▸ **Problem details**: Take the line containing "the red jacket" and every line after it to the end of the records, and copy them exactly, leaving out pictures.

▸ **Raw data**:
--------
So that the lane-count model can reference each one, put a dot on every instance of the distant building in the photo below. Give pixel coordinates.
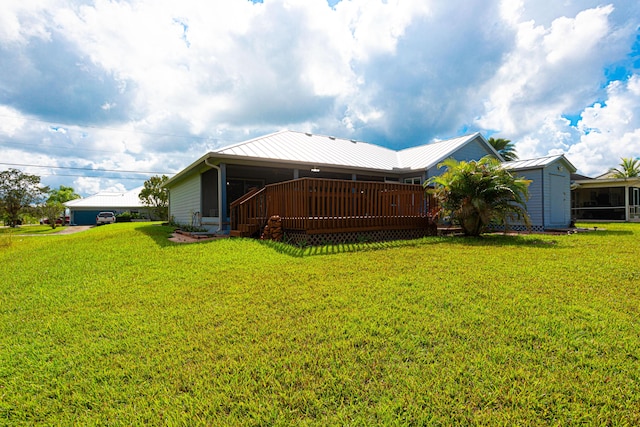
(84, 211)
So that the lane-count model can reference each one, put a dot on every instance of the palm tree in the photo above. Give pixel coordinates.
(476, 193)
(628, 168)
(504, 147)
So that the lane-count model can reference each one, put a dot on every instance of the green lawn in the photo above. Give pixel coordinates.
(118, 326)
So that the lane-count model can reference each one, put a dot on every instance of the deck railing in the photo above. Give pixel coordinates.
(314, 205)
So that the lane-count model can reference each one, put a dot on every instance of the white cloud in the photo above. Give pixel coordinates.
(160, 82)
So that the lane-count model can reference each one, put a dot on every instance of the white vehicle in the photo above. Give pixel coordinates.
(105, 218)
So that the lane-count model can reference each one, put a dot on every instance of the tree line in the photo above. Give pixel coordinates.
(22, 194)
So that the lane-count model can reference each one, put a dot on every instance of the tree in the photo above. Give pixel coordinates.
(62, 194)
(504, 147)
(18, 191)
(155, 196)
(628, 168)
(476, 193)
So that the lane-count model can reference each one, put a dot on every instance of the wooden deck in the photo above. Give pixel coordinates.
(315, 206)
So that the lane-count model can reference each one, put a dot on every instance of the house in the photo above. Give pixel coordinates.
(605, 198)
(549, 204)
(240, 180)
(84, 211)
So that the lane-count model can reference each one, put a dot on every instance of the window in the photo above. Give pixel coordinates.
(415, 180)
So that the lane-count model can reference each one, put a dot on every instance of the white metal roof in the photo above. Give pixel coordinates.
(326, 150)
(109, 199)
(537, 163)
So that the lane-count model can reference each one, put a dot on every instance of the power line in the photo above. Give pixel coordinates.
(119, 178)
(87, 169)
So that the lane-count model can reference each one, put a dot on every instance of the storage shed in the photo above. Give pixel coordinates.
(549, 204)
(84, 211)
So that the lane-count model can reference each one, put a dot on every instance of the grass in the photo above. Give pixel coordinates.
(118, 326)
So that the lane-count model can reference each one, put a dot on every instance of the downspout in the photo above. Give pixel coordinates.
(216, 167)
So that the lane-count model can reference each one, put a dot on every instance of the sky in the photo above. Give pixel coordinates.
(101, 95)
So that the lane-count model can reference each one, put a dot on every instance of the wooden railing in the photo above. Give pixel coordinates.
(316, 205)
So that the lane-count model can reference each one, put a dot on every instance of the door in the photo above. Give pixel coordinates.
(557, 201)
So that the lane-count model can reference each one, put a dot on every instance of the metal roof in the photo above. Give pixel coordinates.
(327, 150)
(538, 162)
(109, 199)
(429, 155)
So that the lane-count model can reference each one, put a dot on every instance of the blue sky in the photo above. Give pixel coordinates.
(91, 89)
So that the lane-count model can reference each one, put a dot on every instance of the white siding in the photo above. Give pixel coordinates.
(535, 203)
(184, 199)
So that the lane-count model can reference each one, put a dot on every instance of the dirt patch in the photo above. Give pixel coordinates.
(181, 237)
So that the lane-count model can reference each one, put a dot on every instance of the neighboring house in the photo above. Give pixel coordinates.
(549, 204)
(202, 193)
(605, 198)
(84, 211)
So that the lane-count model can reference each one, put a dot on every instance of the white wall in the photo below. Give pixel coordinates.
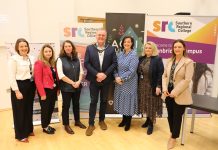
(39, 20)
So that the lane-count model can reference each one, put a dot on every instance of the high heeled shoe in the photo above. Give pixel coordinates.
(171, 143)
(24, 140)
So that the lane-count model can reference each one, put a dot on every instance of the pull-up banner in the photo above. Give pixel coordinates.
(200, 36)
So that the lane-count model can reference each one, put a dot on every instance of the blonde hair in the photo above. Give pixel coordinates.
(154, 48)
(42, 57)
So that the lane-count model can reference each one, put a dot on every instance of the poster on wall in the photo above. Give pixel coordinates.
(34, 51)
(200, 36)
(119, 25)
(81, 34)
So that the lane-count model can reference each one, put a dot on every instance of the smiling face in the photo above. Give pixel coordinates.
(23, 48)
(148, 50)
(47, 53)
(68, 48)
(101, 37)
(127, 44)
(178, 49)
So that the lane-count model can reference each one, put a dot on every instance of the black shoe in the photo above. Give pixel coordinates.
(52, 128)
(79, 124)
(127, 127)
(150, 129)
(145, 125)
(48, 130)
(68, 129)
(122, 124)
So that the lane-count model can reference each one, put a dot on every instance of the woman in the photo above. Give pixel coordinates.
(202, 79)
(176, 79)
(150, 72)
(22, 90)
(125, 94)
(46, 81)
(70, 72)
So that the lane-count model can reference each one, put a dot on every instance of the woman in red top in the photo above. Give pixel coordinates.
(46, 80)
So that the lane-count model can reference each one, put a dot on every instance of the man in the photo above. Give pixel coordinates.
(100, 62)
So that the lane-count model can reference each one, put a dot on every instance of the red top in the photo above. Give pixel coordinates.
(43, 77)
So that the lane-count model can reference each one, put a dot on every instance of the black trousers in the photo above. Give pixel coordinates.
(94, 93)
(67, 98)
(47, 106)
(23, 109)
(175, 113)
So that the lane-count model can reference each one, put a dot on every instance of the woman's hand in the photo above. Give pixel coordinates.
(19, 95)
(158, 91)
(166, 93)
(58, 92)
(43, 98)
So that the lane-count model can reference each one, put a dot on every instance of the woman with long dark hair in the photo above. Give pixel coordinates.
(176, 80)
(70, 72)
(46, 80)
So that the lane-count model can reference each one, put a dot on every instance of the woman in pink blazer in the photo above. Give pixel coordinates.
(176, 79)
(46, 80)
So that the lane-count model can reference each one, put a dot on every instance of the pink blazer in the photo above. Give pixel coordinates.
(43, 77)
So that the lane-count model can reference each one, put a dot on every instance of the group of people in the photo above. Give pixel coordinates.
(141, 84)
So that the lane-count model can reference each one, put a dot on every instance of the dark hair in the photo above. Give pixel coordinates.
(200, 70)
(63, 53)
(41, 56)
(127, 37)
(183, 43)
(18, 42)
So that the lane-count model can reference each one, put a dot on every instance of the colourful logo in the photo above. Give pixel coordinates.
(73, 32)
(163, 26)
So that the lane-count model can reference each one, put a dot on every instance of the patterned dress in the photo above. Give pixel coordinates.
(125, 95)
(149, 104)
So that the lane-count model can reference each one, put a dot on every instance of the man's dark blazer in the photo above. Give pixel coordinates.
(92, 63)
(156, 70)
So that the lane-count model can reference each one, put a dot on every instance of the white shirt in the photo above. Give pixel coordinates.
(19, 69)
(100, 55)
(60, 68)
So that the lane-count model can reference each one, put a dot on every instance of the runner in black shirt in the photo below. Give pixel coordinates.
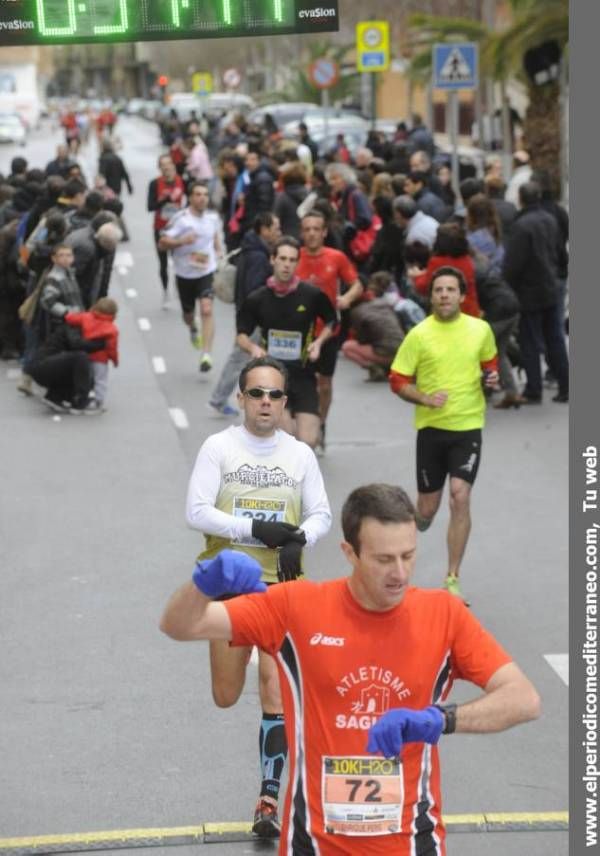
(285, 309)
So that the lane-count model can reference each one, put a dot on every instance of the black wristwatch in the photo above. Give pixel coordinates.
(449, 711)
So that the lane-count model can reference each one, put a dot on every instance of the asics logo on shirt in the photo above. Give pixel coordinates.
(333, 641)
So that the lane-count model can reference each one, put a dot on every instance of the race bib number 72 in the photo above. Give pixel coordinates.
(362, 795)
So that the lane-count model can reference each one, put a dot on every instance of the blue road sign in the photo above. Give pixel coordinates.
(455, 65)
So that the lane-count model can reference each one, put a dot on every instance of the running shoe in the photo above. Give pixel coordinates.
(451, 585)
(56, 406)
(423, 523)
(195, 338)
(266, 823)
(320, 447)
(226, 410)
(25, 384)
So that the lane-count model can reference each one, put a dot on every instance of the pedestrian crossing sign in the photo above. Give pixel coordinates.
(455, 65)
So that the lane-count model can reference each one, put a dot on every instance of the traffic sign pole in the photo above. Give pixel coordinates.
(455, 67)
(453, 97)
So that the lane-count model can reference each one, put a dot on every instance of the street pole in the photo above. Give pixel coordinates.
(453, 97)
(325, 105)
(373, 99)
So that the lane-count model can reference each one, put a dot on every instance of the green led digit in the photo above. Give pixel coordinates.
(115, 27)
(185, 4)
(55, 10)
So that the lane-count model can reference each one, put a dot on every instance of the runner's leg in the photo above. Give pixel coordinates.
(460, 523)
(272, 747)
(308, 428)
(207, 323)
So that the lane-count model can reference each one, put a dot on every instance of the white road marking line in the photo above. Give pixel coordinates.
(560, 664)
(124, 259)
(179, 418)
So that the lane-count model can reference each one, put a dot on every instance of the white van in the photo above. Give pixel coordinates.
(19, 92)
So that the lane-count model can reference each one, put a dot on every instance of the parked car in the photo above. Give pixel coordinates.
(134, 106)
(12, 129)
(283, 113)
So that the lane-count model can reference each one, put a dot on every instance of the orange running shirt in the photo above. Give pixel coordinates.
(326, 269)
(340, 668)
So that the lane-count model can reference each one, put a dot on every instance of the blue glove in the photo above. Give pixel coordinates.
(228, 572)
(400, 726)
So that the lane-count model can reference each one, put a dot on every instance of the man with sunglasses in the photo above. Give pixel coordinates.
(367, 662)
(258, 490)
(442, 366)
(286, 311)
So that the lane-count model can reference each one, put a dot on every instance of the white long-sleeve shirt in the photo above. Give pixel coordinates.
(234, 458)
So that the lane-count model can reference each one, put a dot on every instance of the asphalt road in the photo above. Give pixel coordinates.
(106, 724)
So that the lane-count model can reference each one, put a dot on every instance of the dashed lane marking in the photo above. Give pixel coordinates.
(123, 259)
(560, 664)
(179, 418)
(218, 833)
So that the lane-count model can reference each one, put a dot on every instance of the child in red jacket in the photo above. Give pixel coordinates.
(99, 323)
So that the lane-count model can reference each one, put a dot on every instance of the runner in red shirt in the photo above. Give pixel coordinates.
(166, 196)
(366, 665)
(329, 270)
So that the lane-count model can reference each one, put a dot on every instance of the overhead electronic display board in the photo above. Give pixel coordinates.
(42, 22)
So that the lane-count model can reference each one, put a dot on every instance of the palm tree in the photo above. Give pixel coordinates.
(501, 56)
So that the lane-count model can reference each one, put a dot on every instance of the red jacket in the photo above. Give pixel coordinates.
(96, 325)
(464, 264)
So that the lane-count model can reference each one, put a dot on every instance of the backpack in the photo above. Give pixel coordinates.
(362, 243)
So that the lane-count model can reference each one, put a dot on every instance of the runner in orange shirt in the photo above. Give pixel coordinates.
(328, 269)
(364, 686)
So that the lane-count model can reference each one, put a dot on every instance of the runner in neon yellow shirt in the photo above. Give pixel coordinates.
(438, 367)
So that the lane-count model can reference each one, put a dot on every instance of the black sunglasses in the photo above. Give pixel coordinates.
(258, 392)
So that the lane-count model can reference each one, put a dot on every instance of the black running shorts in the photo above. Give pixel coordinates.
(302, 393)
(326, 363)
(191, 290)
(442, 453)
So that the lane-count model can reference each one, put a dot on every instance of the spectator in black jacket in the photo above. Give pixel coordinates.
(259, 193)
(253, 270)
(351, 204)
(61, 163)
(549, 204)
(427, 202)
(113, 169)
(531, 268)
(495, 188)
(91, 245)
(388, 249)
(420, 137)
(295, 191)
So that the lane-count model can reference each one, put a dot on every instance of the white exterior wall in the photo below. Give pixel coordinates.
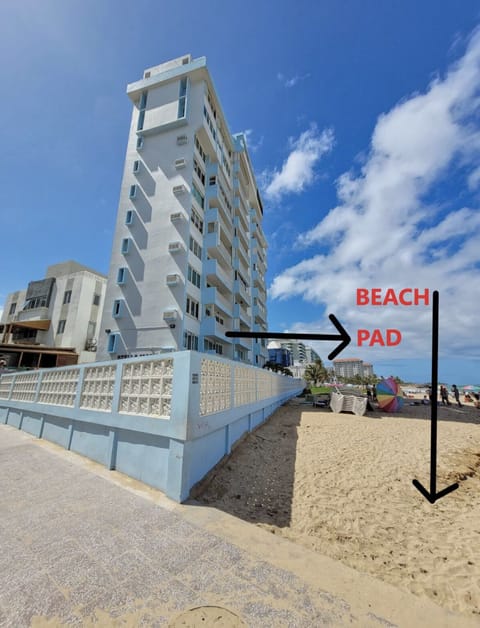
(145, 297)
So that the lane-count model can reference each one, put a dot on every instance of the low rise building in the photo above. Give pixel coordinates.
--------
▸ **Output of the task**:
So that the lane-count model can reference each one, put a dot on every instance of the red jacket in the photo above. Give pixel coordinates.
(96, 325)
(464, 264)
So that the lane-count model can reference each one, put a dot on every instance of the backpack in the photo above. Give pixel coordinates.
(362, 243)
So that the lane-count model can reference each one, put a dot on every instance of the runner in orange shirt in the photo above. Give pixel coordinates.
(328, 269)
(364, 686)
So that the lane-count model can reference each one, put a dot on every instance of the runner in neon yellow shirt in the photo above. Give pixel coordinates.
(438, 367)
So that the lane-count model can reference each one, put a dot on every instance of the black sunglasses in the photo above. Give pixel coordinates.
(258, 392)
So that the lane-count model can reference each one, put a dot on every instance of the black running shorts in the photo above. Give pixel coordinates.
(302, 393)
(326, 363)
(191, 290)
(442, 453)
So that the lane-count model can reference each one, put a dot on every instance of the spectator in black jacket in the photo above. Give pixel coordinates.
(259, 193)
(253, 270)
(351, 204)
(61, 163)
(549, 204)
(427, 202)
(113, 169)
(531, 268)
(495, 188)
(91, 245)
(388, 249)
(420, 137)
(295, 191)
So that the lane-count model can reference each one, put a dot on every instance of the white exterior wall in the photo below. Give pixel coordinates.
(145, 297)
So that the lane-count model can reference each one, put a dot on every instance of the low rise building in the photo above. Give pixel coordinates.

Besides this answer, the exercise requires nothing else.